• Given task: Pick out every line of the entries below that contains the word "door", and copy each of those lines. Case counts.

○ ○ ○ ○ ○

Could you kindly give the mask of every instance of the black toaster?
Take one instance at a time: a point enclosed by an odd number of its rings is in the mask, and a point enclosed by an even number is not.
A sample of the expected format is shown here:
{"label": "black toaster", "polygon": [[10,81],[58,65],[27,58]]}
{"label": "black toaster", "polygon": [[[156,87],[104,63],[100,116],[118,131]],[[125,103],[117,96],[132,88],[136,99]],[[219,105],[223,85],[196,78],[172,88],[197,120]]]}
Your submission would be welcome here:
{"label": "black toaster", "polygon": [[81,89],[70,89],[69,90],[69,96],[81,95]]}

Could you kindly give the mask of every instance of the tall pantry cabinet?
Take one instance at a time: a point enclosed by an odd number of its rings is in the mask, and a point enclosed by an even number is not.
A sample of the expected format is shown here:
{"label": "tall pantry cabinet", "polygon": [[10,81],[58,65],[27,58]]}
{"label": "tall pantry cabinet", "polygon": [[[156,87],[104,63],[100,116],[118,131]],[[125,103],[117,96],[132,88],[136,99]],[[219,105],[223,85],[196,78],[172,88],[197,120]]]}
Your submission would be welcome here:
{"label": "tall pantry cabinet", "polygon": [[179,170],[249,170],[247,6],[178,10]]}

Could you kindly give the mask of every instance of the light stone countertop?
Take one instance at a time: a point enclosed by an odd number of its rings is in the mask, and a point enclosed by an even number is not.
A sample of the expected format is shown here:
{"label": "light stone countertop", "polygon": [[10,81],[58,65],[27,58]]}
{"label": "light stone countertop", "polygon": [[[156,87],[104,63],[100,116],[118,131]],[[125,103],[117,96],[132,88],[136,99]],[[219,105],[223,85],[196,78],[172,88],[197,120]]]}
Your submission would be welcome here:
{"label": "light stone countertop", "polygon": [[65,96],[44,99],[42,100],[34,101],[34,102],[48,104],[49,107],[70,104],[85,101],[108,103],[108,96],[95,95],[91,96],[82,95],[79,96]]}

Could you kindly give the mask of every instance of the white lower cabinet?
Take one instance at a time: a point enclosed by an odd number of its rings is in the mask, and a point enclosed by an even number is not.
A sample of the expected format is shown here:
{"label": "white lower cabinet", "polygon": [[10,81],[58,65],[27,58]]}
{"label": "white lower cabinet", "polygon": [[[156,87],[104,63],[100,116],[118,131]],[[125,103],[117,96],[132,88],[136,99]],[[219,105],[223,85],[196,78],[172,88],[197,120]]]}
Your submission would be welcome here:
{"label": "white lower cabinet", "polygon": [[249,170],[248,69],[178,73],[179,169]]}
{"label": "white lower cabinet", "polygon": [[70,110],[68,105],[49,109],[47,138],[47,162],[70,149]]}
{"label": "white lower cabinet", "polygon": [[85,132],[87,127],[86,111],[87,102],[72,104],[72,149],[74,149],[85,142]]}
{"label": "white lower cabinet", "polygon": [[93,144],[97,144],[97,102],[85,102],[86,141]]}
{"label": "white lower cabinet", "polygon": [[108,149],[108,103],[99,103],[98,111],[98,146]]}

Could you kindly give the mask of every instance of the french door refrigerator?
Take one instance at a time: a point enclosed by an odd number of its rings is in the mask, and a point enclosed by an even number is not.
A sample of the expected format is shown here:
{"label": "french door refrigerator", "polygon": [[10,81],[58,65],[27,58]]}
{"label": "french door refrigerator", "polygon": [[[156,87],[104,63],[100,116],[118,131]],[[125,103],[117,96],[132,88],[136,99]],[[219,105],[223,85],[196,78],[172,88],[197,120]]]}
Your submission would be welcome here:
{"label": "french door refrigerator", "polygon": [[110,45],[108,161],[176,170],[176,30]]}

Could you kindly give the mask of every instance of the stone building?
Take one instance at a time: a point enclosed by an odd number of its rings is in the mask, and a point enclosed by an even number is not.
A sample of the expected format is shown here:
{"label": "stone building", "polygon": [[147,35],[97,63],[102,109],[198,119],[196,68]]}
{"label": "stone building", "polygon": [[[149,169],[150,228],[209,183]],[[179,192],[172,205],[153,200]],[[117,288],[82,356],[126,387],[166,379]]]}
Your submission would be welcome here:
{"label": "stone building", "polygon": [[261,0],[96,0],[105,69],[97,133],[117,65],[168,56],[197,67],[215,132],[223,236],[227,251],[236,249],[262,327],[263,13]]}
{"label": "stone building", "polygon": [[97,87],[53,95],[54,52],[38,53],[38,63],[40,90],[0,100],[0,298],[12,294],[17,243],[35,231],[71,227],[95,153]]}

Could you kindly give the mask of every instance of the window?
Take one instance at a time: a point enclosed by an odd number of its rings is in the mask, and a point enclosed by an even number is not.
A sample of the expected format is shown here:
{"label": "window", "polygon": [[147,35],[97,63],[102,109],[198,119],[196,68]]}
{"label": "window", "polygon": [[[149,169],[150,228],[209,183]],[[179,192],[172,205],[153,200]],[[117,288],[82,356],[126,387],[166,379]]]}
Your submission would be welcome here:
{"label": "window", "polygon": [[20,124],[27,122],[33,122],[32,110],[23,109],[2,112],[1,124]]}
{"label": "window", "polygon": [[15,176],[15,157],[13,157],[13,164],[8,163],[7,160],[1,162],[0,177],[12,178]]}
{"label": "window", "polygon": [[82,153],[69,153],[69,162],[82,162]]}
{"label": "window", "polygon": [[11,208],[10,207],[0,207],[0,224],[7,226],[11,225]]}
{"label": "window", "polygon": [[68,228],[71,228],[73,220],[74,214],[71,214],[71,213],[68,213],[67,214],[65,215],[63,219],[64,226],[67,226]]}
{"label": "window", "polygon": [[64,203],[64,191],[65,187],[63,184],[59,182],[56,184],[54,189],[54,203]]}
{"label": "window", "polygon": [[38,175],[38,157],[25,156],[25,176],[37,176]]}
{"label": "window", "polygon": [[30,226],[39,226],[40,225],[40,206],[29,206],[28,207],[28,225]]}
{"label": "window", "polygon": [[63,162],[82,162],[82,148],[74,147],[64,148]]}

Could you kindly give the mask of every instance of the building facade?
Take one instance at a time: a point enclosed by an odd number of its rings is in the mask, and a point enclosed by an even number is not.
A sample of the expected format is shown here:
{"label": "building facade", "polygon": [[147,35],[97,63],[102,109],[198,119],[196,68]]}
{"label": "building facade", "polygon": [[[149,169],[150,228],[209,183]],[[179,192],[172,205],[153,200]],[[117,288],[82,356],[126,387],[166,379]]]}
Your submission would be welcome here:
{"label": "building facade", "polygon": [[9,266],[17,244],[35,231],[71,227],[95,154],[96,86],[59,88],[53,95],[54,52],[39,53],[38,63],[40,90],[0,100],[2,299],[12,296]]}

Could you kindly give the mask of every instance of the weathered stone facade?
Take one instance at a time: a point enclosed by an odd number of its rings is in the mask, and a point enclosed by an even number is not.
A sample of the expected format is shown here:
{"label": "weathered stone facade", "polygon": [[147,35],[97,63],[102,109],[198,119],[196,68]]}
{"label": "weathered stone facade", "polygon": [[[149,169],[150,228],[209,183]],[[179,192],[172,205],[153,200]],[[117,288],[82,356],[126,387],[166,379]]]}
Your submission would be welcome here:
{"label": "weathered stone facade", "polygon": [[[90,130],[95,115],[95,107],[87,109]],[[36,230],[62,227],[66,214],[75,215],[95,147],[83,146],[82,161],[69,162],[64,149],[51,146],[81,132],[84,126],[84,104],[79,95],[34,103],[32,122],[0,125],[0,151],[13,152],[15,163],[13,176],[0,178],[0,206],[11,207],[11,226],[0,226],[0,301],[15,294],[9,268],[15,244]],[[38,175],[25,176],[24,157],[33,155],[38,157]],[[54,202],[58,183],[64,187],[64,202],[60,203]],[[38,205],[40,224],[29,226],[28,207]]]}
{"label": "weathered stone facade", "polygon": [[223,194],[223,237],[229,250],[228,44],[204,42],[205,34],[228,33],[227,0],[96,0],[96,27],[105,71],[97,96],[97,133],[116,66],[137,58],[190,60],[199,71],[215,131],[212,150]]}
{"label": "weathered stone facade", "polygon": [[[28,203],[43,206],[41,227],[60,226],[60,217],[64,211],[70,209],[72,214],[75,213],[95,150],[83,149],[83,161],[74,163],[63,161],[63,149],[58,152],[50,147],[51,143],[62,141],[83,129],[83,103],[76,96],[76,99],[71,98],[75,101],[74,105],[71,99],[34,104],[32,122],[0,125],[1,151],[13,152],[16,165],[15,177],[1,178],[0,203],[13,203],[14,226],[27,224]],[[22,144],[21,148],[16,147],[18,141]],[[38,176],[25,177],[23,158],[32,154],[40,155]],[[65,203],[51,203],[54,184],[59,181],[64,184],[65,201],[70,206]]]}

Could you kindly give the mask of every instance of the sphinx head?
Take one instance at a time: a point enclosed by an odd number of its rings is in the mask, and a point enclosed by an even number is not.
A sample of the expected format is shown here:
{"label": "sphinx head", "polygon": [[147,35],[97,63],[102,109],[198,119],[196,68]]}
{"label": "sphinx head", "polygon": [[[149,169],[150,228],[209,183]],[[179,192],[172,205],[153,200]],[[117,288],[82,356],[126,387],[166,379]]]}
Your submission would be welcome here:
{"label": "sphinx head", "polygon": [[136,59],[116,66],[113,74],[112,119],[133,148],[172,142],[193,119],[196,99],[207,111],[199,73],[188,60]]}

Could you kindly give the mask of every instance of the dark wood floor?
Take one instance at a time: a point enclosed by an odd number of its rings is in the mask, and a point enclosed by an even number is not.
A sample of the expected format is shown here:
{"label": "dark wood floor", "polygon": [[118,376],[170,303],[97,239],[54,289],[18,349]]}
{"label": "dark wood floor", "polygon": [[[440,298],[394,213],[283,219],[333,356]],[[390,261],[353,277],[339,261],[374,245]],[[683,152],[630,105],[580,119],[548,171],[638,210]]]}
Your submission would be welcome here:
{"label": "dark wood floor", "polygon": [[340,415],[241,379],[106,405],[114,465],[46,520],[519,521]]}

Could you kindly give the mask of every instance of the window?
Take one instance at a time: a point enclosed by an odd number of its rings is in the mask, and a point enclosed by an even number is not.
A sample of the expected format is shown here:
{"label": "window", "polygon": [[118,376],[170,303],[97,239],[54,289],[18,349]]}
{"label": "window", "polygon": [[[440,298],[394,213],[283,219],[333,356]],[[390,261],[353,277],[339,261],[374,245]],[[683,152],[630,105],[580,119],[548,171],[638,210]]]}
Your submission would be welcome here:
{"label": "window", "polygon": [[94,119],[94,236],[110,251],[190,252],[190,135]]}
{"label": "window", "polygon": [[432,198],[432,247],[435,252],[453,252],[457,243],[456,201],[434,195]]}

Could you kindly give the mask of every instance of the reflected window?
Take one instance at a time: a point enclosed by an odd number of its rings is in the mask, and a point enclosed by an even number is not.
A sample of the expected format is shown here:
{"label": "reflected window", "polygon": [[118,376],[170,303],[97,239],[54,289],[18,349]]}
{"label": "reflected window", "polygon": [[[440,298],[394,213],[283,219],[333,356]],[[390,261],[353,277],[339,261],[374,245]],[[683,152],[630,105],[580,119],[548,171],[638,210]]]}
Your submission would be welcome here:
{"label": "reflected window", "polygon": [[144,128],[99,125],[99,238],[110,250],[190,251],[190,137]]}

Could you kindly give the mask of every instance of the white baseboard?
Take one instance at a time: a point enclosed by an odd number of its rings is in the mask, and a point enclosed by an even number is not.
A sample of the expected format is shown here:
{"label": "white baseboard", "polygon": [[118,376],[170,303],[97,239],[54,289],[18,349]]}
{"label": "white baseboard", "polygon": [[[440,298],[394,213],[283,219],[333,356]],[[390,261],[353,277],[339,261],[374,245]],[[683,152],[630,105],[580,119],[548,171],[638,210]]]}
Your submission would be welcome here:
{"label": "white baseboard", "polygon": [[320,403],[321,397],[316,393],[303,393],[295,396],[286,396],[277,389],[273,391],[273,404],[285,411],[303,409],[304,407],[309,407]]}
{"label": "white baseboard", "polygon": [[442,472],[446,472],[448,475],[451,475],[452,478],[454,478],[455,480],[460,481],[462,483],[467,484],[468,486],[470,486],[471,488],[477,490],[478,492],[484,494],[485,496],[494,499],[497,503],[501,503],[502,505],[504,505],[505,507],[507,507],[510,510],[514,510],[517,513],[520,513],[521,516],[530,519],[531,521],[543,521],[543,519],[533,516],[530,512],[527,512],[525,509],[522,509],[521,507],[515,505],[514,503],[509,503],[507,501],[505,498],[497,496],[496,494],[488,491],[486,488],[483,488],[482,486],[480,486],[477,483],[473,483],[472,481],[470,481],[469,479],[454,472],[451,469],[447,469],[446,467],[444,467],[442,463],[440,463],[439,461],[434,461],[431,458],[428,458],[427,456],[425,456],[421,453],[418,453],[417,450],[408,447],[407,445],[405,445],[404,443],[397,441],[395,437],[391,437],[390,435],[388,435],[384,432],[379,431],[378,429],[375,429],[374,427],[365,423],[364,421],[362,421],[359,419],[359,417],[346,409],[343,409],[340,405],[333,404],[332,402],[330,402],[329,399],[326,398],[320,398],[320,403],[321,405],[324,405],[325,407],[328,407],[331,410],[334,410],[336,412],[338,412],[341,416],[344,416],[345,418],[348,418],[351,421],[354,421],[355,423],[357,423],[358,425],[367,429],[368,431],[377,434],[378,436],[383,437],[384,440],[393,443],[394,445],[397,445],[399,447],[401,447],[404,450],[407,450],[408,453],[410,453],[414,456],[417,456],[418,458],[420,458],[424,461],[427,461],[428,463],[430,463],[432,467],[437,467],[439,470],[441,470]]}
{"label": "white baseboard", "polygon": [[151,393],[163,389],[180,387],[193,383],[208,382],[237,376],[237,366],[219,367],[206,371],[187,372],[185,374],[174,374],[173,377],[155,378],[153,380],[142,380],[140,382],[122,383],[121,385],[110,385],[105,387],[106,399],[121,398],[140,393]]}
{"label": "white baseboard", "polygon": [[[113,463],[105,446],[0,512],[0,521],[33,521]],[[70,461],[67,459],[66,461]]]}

○ ○ ○ ○ ○

• Answer below:
Could you kindly give the mask of every instance of the french door refrigerator?
{"label": "french door refrigerator", "polygon": [[10,81],[58,65],[27,58]]}
{"label": "french door refrigerator", "polygon": [[[156,87],[104,63],[100,116],[118,131]],[[125,103],[117,96],[132,88],[136,99]],[[219,105],[223,85],[196,78],[172,88],[197,120]]]}
{"label": "french door refrigerator", "polygon": [[110,45],[108,161],[176,170],[176,30]]}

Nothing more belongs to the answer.